---------- Texte choisi ----------
On nie la réalité qui caractérise tout enjeu politique : la dualité ami-ennemi. Selon un penseur cité, Julien Freund, le politique existe parce que des groupes d’individus sont animés par des intérêts fort divergents, n’en déplaise aux « inclusifs »… Ainsi, la Confédération canadienne, qui nous oppose, n’est pas mise en parole, elle est imposée à la population, preuve à l’appui, les multiples actes d’intimidation de la GRC. En s’obstinant à croire à une souveraineté qui n’a qu’à être bien dite, les souverainistes refusent ce qu’engage effectivement le politique.

Exemples : Marois refusant de débattre en anglais sous prétexte d’une pauvre maîtrise, elle rate une occasion idéale de marteler que ses opposants méprisent le fait français. Aussi, les deux derniers gouvernements péquistes ne livrèrent une défense que très timide et discrète de la question nationale, défense qui vira en retraite désordonnée dès que se présenta l’habituel épouvantail référendaire libéral.
---------- Données fournies ----------
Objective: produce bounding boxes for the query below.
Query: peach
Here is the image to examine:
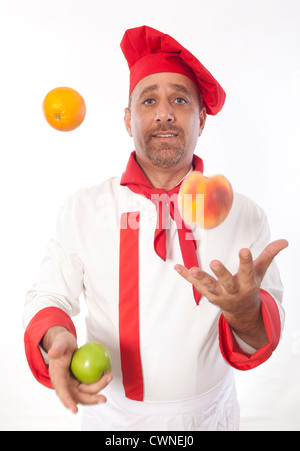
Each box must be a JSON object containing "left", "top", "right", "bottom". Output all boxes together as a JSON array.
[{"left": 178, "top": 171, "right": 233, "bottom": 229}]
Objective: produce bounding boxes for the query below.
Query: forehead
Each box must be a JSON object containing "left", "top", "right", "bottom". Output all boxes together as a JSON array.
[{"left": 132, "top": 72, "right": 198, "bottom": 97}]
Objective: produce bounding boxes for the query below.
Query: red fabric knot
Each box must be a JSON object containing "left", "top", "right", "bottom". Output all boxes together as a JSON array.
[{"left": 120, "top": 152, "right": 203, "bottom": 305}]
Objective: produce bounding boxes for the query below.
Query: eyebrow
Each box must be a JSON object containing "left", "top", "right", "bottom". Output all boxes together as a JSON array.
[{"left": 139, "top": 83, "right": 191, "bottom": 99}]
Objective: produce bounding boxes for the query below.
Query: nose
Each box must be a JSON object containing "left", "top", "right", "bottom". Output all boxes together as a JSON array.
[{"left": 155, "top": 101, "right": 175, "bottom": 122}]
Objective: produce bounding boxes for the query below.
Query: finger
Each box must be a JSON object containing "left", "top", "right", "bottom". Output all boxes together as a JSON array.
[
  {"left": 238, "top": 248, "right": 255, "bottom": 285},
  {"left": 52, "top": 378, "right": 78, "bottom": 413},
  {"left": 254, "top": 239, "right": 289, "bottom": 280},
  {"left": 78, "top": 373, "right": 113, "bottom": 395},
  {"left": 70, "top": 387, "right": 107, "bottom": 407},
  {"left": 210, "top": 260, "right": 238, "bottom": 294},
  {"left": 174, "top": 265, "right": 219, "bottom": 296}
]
----------
Exercices proposés |
1. D'après le texte sur les souverainistes, quelle dualité caractérise tout enjeu politique ?
2. Poursuivez le texte sur les souverainistes à partir de sa dernière phrase.

Exercices corrigés |
1. La dualité ami-ennemi.

2.
Bilodeau effleure aussi les ON et Solidaires pour affirmer que les souverainistes de toute allégeance refusent le combat politique, laissant ainsi le champ libre à leurs adversaires. Ce refus implicite du combat politique réel est l’une des principales faiblesses du souverainisme. Selon sa référence Schmitt, les peuples qui adoptent une attitude pacifiste face aux conflits politiques ne sont pas épargnés. Pris pour cibles par des forces plus belliqueuses.

L’auteur conclut ainsi : « Pour redevenir une force politique, l’indépendantisme doit creuser ses racines dans l’essence du politique : réaliser qu’il a des ennemis et ne pas hésiter à les traiter comme il se doit. Comme des adversaires à vaincre.
À tout prix. »

Imaginons-nous PKP affronter l’ennemi dans l’armure actuelle du PQ non renouvelé, la risée générale?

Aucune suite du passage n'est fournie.